**Extracted material**
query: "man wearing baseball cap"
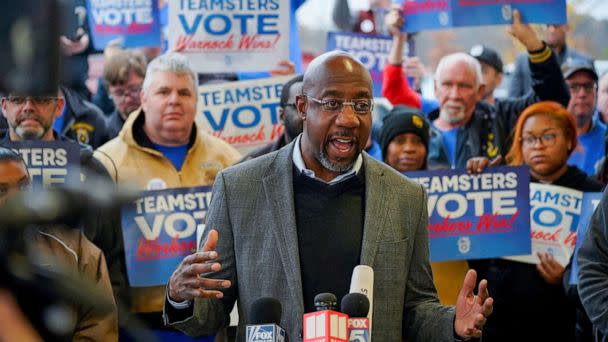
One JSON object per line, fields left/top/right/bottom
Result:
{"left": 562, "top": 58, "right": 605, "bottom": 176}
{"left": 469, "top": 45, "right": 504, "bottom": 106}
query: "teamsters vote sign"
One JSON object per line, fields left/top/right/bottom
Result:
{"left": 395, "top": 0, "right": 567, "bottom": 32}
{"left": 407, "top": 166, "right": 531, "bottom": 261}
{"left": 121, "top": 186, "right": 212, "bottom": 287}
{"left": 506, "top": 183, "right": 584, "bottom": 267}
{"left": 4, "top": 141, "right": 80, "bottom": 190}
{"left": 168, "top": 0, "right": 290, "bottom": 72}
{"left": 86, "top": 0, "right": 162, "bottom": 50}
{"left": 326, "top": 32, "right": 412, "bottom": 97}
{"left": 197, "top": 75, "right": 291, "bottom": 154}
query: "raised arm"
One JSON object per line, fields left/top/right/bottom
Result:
==
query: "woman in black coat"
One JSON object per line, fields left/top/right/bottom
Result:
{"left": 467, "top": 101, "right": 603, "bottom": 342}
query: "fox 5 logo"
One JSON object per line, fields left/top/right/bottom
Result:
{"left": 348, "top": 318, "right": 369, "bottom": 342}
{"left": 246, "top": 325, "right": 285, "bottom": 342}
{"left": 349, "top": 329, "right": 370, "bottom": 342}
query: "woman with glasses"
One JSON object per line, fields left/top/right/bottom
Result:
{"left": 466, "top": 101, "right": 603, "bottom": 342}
---
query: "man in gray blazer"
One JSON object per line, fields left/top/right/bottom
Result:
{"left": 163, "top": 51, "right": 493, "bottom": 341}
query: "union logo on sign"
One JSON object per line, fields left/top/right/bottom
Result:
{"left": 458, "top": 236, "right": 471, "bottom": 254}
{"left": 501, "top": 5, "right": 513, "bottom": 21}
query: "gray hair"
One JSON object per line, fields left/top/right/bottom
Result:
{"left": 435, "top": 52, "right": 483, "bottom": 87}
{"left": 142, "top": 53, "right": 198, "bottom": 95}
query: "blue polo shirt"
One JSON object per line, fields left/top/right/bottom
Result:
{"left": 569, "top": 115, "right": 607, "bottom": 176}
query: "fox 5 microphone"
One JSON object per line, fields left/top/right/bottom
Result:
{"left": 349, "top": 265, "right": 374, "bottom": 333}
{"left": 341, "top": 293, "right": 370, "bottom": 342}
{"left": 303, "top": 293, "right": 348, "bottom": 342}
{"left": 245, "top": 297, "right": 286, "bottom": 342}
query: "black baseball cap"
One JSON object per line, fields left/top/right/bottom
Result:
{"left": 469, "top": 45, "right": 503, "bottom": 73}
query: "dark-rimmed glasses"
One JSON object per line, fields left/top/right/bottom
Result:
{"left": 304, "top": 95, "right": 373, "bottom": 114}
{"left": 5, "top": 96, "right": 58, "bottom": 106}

**Work instructions**
Return every line holding the word "sign" from the records.

**Exercise answer**
query: "teamsters vote sign"
query: "union logo on sign"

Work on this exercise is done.